■ What is being asked:
Within the entries that follow, show each line where the word "painted" occurs.

▬▬▬▬▬▬▬▬▬▬

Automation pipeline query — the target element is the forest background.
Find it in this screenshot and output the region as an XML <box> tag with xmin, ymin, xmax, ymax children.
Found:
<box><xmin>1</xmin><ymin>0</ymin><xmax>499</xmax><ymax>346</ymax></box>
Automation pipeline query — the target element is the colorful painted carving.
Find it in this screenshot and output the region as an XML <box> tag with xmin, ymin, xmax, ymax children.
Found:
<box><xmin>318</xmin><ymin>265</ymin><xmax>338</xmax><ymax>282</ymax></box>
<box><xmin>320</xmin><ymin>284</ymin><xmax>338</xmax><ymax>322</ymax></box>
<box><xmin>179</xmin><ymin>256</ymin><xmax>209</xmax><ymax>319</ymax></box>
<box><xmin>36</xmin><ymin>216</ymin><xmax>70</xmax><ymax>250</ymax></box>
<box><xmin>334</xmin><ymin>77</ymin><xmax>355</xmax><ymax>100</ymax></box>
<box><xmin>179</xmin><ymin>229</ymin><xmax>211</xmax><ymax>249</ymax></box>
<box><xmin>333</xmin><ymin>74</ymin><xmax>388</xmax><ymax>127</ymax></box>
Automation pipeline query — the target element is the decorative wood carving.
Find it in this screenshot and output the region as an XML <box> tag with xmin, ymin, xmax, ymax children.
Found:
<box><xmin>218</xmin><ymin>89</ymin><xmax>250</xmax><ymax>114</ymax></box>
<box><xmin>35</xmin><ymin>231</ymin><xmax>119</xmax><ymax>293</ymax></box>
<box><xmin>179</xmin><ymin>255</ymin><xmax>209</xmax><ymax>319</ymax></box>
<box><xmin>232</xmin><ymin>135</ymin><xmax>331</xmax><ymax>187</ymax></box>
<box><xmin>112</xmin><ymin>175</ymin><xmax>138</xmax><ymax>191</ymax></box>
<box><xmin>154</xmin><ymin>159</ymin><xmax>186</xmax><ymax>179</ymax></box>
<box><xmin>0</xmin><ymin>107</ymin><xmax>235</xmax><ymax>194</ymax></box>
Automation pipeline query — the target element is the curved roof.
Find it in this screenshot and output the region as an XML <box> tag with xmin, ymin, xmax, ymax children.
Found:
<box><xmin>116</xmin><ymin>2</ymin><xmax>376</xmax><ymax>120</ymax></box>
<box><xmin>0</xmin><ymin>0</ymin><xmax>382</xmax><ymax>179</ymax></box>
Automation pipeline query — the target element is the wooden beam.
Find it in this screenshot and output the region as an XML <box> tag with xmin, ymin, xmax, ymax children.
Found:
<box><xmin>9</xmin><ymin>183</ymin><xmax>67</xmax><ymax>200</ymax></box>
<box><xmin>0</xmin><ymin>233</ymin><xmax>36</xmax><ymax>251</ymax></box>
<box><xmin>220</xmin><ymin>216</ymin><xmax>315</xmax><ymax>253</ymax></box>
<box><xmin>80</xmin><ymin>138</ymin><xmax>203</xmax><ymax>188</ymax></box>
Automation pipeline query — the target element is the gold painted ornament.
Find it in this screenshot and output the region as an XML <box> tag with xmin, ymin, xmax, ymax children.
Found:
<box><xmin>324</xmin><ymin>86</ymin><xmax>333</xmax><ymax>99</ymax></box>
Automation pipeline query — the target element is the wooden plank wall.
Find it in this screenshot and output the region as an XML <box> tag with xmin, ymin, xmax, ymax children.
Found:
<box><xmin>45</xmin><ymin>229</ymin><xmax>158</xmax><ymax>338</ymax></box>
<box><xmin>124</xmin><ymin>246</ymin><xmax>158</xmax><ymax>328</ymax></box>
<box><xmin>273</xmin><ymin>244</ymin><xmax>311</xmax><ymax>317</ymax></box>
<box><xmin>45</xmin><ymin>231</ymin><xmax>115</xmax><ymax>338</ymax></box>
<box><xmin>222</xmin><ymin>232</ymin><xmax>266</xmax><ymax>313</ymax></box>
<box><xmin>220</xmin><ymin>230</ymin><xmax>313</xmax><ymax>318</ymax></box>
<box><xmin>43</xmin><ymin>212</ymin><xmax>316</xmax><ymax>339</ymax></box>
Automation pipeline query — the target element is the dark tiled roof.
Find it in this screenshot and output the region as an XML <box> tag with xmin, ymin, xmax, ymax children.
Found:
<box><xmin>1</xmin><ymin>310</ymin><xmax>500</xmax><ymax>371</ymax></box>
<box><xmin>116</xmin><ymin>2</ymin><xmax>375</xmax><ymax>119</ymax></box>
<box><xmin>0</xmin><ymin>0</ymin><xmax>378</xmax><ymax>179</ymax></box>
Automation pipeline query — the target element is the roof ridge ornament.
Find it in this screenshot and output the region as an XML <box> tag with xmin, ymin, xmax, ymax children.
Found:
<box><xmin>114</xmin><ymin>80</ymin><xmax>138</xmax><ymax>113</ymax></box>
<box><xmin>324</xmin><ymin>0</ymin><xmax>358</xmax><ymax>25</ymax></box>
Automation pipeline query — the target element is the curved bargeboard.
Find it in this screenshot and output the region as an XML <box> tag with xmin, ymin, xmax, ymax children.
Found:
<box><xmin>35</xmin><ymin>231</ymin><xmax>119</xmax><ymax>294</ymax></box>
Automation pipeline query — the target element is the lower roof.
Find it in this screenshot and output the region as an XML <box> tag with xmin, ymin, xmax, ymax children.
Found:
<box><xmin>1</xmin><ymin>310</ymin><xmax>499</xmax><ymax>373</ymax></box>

▬▬▬▬▬▬▬▬▬▬

■ Reply to the task:
Automation pipeline query — the target element is the colorful painted carving.
Automation pipeline query — the target element is the gold painted ornament.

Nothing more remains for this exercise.